:: Texte à lire ::
================================

Chaque matin, le vieil Haji se réveille avec la peur d'apprendre ...
Arabie Saoudite: le sombre destin des passeurs d'héroïne décapités



Haji Abdul Haq, le père de Mohammad Irfan condamné à mort pour trafic de drogue en Arabie Saoudite, tient à la main une photo de son fils à Sargodha (Pakistan) le 2 décembre 2014 - Ali Turab AFP
Chaque matin, le vieil Haji se réveille avec la peur d'apprendre que son fils a été décapité. Pas par les talibans, al-Qaïda ou l'organisation Etat islamique, mais par l'Arabie saoudite, qui prévoit de l'exécuter comme nombre de pauvres passeurs d'héroïne pakistanais tombés malgré eux dans les griffes de la mafia.



Les dépêches tombent dans l'indifférence la plus totale: Kamran Ghulam, Mohammad Shoiab, Baz Mohammad Gul.... tous décapités ces derniers mois en Arabie saoudite. Depuis le début de l'année, la monarchie pétrolière a exécuté au moins 74 personnes, dont une quinzaine de Pakistanais pour trafic d'héroïne.
Dans sa prison saoudienne, Mohammad Irfan, 27 ans, attend la mort son tour, à des milliers de kilomètres des orangeraies et champs de blé de son Pendjab natal, dans l'est du Pakistan, où son père Haji Abdul Haq se confie à l'AFP.
Ce dernier raconte comment, il y a quatre ans, deux hommes ont proposé à la famille de faire passer Irfan en échange de 2.000 dollars. De quoi permettre au jeune conducteur de rickshaw de quitter son quartier aux égouts à ciel ouvert pour une vie climatisée dans le Golfe.

================================

Entrées de pointage d'objets étiquetés

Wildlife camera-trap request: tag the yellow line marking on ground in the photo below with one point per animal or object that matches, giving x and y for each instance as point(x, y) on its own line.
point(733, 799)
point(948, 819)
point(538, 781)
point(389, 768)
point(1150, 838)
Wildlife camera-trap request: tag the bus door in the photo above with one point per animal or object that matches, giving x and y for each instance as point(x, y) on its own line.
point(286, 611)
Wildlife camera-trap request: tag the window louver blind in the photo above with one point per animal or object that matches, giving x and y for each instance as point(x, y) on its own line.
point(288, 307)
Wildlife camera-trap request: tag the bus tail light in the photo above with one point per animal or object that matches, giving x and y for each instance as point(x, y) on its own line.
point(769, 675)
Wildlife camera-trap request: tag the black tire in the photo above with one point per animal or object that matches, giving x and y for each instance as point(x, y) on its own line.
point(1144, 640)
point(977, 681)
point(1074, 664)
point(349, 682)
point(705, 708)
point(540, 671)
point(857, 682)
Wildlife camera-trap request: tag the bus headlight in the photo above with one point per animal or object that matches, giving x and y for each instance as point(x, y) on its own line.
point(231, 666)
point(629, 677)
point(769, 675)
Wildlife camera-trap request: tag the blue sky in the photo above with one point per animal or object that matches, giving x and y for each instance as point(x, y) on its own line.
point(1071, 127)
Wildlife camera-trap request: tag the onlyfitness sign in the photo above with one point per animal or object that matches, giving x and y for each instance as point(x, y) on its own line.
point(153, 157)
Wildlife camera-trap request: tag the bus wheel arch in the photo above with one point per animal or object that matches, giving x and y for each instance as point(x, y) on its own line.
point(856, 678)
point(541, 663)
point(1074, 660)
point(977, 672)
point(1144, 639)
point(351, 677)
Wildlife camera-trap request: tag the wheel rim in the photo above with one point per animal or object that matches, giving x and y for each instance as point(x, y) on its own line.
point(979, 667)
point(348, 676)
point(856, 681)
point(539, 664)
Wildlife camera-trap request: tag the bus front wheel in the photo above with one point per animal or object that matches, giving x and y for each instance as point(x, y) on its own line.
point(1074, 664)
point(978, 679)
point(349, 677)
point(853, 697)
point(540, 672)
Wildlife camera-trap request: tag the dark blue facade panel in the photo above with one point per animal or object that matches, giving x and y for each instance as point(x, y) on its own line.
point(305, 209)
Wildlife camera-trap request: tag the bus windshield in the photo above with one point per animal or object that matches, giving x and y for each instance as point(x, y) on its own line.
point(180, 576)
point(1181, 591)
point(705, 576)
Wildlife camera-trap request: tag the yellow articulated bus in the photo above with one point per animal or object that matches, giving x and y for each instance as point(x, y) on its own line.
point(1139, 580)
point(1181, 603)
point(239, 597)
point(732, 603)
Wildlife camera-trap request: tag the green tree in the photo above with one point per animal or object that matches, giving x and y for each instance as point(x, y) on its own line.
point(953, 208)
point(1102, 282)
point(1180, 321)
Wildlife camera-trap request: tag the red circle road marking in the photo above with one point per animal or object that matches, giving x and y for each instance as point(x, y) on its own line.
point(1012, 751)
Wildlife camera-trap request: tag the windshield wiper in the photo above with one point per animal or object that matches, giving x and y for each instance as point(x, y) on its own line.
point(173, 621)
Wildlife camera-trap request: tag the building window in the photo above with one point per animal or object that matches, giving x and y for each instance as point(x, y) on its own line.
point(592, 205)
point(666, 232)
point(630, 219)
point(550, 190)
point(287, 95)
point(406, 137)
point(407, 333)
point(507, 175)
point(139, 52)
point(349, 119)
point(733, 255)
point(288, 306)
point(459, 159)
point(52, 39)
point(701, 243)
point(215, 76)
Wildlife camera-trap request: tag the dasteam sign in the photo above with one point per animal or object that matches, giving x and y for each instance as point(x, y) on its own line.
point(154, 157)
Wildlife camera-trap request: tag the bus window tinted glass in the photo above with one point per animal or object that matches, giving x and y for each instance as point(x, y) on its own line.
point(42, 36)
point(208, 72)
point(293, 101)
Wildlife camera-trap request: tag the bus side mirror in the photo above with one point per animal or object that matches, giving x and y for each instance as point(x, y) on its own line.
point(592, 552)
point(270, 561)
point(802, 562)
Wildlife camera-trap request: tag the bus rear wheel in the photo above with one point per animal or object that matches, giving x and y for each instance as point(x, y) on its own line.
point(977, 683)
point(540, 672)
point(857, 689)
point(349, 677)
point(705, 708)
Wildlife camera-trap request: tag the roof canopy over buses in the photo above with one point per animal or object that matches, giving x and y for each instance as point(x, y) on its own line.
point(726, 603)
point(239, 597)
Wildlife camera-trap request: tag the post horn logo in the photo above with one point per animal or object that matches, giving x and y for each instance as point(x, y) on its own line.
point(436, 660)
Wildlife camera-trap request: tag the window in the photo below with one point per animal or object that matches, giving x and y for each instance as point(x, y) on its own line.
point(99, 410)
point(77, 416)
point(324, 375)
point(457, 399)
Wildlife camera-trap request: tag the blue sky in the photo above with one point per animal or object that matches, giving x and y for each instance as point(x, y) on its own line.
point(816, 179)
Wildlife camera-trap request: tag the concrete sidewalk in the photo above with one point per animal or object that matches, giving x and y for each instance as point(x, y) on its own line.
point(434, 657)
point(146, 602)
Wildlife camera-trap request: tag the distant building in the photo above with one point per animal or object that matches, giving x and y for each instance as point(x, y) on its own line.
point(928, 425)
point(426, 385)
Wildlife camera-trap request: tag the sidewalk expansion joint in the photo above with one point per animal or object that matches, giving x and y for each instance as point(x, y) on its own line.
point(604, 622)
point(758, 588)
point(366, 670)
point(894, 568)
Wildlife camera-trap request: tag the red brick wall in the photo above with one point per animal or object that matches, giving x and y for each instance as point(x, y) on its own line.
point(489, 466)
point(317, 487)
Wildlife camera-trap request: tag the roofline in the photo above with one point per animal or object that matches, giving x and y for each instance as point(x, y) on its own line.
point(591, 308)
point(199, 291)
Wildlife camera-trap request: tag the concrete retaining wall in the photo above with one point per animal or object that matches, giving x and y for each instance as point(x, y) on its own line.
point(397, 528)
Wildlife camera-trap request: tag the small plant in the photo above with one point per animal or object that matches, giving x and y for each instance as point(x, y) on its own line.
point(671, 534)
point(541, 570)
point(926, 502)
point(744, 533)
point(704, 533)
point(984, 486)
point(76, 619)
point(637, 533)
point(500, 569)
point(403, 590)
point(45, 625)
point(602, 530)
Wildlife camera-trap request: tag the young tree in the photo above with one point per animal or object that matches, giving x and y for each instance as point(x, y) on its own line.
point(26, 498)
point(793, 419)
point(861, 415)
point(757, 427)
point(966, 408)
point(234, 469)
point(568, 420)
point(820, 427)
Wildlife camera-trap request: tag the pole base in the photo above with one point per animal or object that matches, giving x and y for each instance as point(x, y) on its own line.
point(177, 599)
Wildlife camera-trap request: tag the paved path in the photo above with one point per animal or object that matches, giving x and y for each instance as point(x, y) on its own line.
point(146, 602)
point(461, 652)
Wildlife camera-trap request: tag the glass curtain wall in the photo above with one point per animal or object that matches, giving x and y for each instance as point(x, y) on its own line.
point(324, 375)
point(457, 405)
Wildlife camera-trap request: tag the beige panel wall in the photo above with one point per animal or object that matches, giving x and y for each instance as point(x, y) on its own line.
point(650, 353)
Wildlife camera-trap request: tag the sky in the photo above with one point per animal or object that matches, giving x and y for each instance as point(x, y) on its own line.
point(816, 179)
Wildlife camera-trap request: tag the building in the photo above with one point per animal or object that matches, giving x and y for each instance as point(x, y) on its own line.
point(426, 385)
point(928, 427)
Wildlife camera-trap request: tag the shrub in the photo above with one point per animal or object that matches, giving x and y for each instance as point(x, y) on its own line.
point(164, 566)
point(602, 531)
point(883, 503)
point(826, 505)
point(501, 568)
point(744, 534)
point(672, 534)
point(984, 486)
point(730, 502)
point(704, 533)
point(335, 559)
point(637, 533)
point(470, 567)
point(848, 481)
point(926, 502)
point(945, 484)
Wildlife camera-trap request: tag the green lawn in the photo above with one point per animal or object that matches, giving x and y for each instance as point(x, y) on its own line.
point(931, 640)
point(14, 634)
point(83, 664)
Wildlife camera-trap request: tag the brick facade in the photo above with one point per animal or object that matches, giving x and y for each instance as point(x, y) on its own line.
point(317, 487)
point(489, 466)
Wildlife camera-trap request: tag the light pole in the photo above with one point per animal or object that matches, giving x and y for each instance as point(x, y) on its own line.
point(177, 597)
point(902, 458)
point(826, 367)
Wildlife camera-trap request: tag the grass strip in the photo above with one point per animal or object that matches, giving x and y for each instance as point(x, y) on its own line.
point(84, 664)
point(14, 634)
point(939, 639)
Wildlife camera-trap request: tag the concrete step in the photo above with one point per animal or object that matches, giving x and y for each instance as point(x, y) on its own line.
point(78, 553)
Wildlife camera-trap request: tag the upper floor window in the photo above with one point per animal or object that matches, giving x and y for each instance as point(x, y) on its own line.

================================

:: Consigne donnée 1 ::
D'après l'article sur les passeurs d'héroïne décapités en Arabie saoudite, combien de personnes la monarchie a-t-elle exécutées depuis le début de l'année ?
:: Consigne donnée 2 ::
Reprenez, s'il vous plaît, l'article sur les passeurs d'héroïne pakistanais après sa dernière phrase.

:: Résultat de tâche 1 ::
Au moins 74 personnes, dont une quinzaine de Pakistanais pour trafic d'héroïne.

:: Résultat de tâche 2 ::
Irfan a vendu sa moto pousse-pousse et les bijoux de sa femme. Les deux hommes l'ont emmené à Karachi, mégalopole portuaire du sud du Pakistan et l'une des principales plaques tournantes du trafic de l'héroïne afghane.
C'est là que tout se complique. «Les deux hommes lui ont dit: +nous allons te tuer et nous en prendre à ta famille si tu ne fais pas ce que nous voulons+», raconte Haji, un modeste marchand de thé au corps sec. «Ensuite, ils lui ont enfoncé des capsules d'héroïne dans l'anus», soutient-il.
- Condamnés à mort en un éclair-
Irfan est alors mis dans l'avion pour l'Arabie saoudite par ses nouveaux maîtres. A son arrivée à l'aéroport de Ryad, il est repéré par les douaniers, puis condamné à mort à l'issue d'un procès-éclair.
Ces histoires de «mules», le Pakistan en regorge. Mais elles restent tapies dans l'ombre, car les familles préfèrent le plus souvent taire la condamnation et la décapitation d'un proche pour un crime qui n'attire aucune sympathie.
Pour Amnesty International, «la peine de mort est utilisée de manière disproportionnée contre les étrangers» en Arabie Saoudite, en particulier les travailleurs venus d'Asie du Sud comme le Pakistan. Depuis 1985, environ la moitié des près de 2.100 personnes qui y ont été exécutées sont des étrangers.
Dans les prisons saoudiennes, les condamnés pakistanais commencent à faire circuler le numéro de portable de Sohail Yafat, enquêteur pour l'ONG Justice project Pakistan (JPP) qui tente de documenter ces cas pour forcer le Pakistan à les défendre.
«Ces condamnés sont des gens très pauvres à qui on a vendu la chance de s'en sortir, de faire quelque chose de leur vie», dit M. Yafat. En prison, ils ne sont pas prévenus de leur exécution, et vivotent sans savoir s'ils seront encore en vie le lendemain, explique-t-il.
Zaffar Hayat, qui a passé environ 15 mois dans une prison saoudienne pour possession d'héroïne, y a rencontré plusieurs compatriotes pakistanais condamnés à mort dont Muhammad Ashraf, exécuté en février. Ce dernier lui a raconté que les trafiquants pakistanais «lui avaient mis un pistolet sur la tempe et l'avaient forcé à avaler la drogue», confie Zaffar.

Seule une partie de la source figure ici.